The blood shall be a sign for you on the houses where you live; and when I see the blood I will pass over you. (Exodus 12:13)
Jesus’ blood is the only mark that will save us. There is no other way to be considered a root (John 14:6).
Don’t think that you can wait, either, because God’s garbage collector is non-deterministic. (Matthew 24:36)
So we have covered the marking phase, what about the sweeping? Once this phase has started, there is no more time. Once this phase begins you cannot be marked as a root any more.
And another angel came out of the temple, calling with a loud voice to him who sat on the cloud, “Put in your sickle, and reap, for the hour to reap has come, for the harvest of the earth is fully ripe.” (Revelation 14:15)
What good is your quicksort implementation if you never sort anything? What good is your custom web server if you never serve anything? The only code that matters is code that does something.
Mature developers are ruthless in their removal of unused code. We don’t tolerate a single unneeded line. This is because we live and breathe an unbending philosophy: working code is not just raw logic – working code is logic that has been proven against real data. In other words, working code is proven code.

Data section:
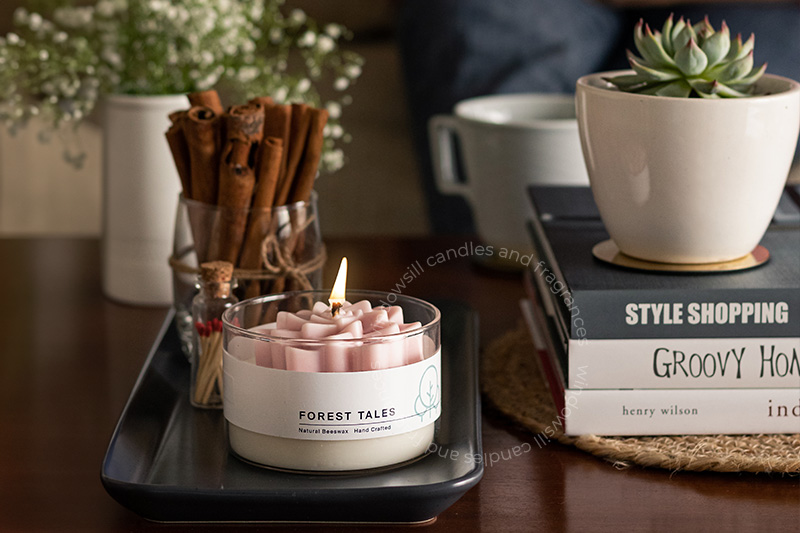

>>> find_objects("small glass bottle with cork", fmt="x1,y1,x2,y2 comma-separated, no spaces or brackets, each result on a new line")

Set task: Carry on the passage above that likens garbage collection to Scripture, beginning right after its last sentence.

Result:
Show me your faith apart from your works, and I will show you my faith by my works. (James 2:18)
In abundance of counselors there is victory. (Proverbs 24:6)
As software developers we often have to choose between writing code to solve a problem or use an existing library that was written by someone else instead. When we are faced with this decision we have to be willing to sacrifice our own pride and honestly evaluate the options for the sake of the project. We know that we cannot possibly write everything ourselves since we do not have the time or expertise to do everything without help.
Are we as willing to accept outside help in our lives? We should be seeking godly counselors (whether in person or in books) with as much fervor as we seek good libraries.